● Short task 1: Output the rows that follow the Python tutorial text verbatim, starting with the first row and going on through the line that contains "left=66, top=21, right=235, bottom=198".

-- START OF Text to read --

Basics of Python Programming, Part 3

Welcome to “Basics of Python Programming, Part 3”! In this final part, we will talk about exception handling, file handling, and I/O operations, as well as delve into modules and libraries, and touch upon what a class is.

Let’s get started!

Exception Handling

Exception handling is a crucial aspect of writing reliable and robust Python code. It allows us to gracefully handle errors and exceptions that may occur during program execution. Rather than causing the program to crash abruptly, exception handling enables us to anticipate potential issues and handle them appropriately.

Try-Except Blocks

try:
    # Your block of code
except ExceptionType:
    # Code to handle the exception

In Python, exception handling is typically done using try-except blocks. The code within the try block is monitored for exceptions, and if an exception occurs, it is caught and handled in the except block.

By specifying the appropriate exception type in the except block, we can target specific exceptions for handling. For example, we can catch ValueError, TypeError, or FileNotFoundError individually and respond accordingly.

Handling Multiple Exceptions

try:
    # Your block of code
except ExceptionType1:
    # Code to handle ExceptionType1
except ExceptionType2:
    # Code to handle ExceptionType2

In some cases, we may encounter different types of exceptions within the same try block. To handle them individually, we can include multiple except blocks, each handling a specific exception. This allows us to provide tailored error messages or alternative code paths based on the specific exception raised.

The Else Clause

try:
    # Code that may raise an exception
except ExceptionType:
    # Code to handle the exception
else:
    # Code to run if no exception occurred

In addition to the try and except blocks, we can include an else block after all the except blocks. The code within the else block executes only if no exceptions were “caught” in the try block. It provides an opportunity to execute code that should run when the try block completes successfully.

The Finally Clause

try:
    # Code that may raise an exception
except ExceptionType:
    # Code to handle the exception
finally:
    # Code that always executes

Finally, we have the finally block, which is optional and follows the try and except blocks. The code within the finally block executes regardless of whether an exception occurred. It is commonly used to perform cleanup tasks or release resources, ensuring that certain operations are always executed, regardless of exceptions.

Advantages of Exception Handling

Exception handling offers several benefits in Python programming:

1. Error Handling: It provides a structured way to handle errors and exceptions, preventing crashes and abrupt program terminations.
2. Robustness: By handling exceptions, we can gracefully recover from errors and continue program execution, ensuring our code remains robust and reliable.
3. Debugging: Exception handling helps with debugging by providing error messages and stack traces that assist in identifying and fixing issues in the code.
4. Graceful User Experience: Properly handled exceptions allow us to present user-friendly error messages and guide users through unexpected scenarios.

-- END OF Text to read --
-- START OF Data entries --

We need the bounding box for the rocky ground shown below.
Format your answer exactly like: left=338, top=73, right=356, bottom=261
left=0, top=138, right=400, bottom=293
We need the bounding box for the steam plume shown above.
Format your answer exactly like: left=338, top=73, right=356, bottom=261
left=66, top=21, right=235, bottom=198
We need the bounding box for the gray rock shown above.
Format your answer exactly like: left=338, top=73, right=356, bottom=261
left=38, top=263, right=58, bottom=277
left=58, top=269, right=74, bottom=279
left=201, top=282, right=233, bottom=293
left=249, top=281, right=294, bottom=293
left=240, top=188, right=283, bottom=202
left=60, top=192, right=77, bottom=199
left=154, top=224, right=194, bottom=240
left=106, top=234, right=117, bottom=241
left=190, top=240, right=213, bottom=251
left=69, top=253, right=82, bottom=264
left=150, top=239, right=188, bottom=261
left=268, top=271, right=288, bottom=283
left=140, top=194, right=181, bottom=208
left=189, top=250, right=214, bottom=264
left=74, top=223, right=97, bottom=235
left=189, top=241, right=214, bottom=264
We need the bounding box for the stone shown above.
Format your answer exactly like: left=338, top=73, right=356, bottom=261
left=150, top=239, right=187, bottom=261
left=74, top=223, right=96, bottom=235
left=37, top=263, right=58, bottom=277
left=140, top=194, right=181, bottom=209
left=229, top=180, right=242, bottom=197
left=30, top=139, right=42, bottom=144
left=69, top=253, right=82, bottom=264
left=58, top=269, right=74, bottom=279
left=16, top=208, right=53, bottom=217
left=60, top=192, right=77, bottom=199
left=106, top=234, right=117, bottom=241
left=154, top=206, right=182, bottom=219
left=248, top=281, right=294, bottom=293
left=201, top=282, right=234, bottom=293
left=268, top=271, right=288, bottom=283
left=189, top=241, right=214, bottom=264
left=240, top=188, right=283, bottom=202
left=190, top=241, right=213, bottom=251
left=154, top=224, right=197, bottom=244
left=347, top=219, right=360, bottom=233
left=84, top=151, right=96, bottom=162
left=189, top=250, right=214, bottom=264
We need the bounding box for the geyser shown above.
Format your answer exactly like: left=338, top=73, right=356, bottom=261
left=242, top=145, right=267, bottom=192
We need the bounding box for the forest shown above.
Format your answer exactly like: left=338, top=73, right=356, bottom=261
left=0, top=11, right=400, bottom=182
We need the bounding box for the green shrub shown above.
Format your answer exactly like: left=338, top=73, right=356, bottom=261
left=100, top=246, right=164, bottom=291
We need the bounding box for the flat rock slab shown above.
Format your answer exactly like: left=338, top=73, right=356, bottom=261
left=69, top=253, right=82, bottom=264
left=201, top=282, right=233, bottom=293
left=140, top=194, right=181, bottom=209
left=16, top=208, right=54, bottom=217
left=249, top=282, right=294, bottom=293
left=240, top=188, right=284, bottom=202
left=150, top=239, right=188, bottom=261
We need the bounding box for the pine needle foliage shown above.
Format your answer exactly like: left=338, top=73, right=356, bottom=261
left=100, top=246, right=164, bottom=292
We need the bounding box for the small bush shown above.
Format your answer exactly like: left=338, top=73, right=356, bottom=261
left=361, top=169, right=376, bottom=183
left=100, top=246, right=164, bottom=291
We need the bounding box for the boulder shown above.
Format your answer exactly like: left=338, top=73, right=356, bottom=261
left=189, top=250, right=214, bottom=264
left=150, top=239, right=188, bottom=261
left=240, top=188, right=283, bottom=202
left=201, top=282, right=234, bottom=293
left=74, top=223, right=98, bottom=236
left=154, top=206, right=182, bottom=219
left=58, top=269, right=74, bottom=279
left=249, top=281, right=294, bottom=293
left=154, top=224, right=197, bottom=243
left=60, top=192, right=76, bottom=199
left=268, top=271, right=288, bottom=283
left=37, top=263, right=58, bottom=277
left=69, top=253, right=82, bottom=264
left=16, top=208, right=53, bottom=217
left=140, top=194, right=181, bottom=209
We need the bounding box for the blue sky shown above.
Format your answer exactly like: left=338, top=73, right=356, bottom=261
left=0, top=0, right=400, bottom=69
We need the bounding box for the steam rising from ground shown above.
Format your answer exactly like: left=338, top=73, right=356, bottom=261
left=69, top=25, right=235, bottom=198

-- END OF Data entries --

● Short task 2: According to the Python tutorial above, when does the code within the else block execute?

● Output 1:
We need the bounding box for the rocky ground shown below.
Format your answer exactly like: left=338, top=73, right=356, bottom=261
left=0, top=138, right=400, bottom=293
We need the bounding box for the steam plume shown above.
Format your answer exactly like: left=338, top=73, right=356, bottom=261
left=66, top=21, right=235, bottom=198

● Output 2: It executes only if no exceptions were caught in the try block.